## Stated goal
Summarize the Burke Lecture Series page below in three sentences.

## Page excerpt
Burke Lecture Series
Robert and Avis Burke Lecture Series
The Robert E. and Avis Tarrant Burke Lecture Series allows the Department of the History of Art to share the research of outstanding scholars with Indiana University students and faculty as well as the larger Bloomington community.
Robert Elisha Burke (1884-1957) was an artist and professor of Fine Arts at Indiana University from 1911 to 1949. Upon his death, Avis Adalaide Tarrant Burke (1886-1984) endowed the Robert E. and Avis Tarrant Burke fund. Mrs. Burke also donated a collection of nineteenth-century clothing and eighteenth- and nineteenth-century fans to Indiana University, which comprises a significant part of the Elizabeth Sage Costume Collection.
The purpose of the Robert and Avis Burke Lecture Series is to share the current research of outstanding scholars with Indiana University students and faculty as well as the larger Bloomington community. We attempt to coordinate the key speakers to the interests of faculty and topics in current courses.
2014 - 2015 Schedule
Friday, October 3, 5:30pm
Dr. H. Perry Chapman
Professor and Interim Chair, History of Art Department
Lecture Title: “Rubens, Rembrandt and the Spousal Model-Muse”
Hope School of Fine Arts, Room 015
Professor H. Perry Chapman received her B.A. in Art History and History from Swarthmore College and her Ph.D. from Princeton University. A specialist in seventeenth-century Dutch art, she teaches about early modern European art, with a concentration in Northern Baroque painting; the history of prints; the relation between artists and society; and research and methodology in art history. Recent seminar topics include “Dutch Painting and Technical Art History,” “The Painter’s Place: The Primacy of Painting in the Dutch Republic,” “Art and Religion: The Netherlands after Iconoclasm,” “Rembrandt and Dutch Art,” “Approaches to Vermeer,” “The Self-Portrait from Dürer to Rembrandt,” “The Art Market in the Dutch Republic,” and “The Artist’s Studio.”

## Data records
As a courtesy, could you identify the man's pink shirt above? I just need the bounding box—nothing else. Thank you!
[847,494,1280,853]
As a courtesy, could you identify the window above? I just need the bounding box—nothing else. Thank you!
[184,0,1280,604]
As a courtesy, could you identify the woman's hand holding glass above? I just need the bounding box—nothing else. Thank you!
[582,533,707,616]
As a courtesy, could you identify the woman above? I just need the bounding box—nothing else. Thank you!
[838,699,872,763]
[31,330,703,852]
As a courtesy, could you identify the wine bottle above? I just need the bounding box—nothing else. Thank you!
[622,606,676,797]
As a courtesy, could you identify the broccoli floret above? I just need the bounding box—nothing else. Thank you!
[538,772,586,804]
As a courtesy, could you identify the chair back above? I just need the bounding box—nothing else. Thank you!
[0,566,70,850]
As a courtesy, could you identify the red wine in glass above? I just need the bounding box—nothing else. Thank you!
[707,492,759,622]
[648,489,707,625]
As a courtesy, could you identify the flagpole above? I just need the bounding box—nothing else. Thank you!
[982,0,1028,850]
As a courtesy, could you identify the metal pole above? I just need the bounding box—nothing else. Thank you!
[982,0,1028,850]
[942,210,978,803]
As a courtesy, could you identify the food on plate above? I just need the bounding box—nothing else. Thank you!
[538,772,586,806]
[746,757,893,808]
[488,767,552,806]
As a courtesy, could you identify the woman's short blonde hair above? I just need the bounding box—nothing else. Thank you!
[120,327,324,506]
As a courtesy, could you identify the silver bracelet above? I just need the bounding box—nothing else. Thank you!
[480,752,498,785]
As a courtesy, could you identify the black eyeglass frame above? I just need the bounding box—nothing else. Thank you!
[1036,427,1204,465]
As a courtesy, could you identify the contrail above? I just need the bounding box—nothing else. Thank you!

## Task result
The Robert E. and Avis Tarrant Burke Lecture Series lets Indiana University's Department of the History of Art share the current research of outstanding scholars with IU students and faculty and the larger Bloomington community. Robert Elisha Burke was an artist and Fine Arts professor at IU from 1911 to 1949, and after his death Avis Adalaide Tarrant Burke endowed the Robert E. and Avis Tarrant Burke fund and donated clothing and fans that form a significant part of the Elizabeth Sage Costume Collection. The 2014–2015 schedule lists a lecture by Dr. H. Perry Chapman, a specialist in seventeenth-century Dutch art, titled "Rubens, Rembrandt and the Spousal Model-Muse," on Friday, October 3, at 5:30pm in Hope School of Fine Arts, Room 015.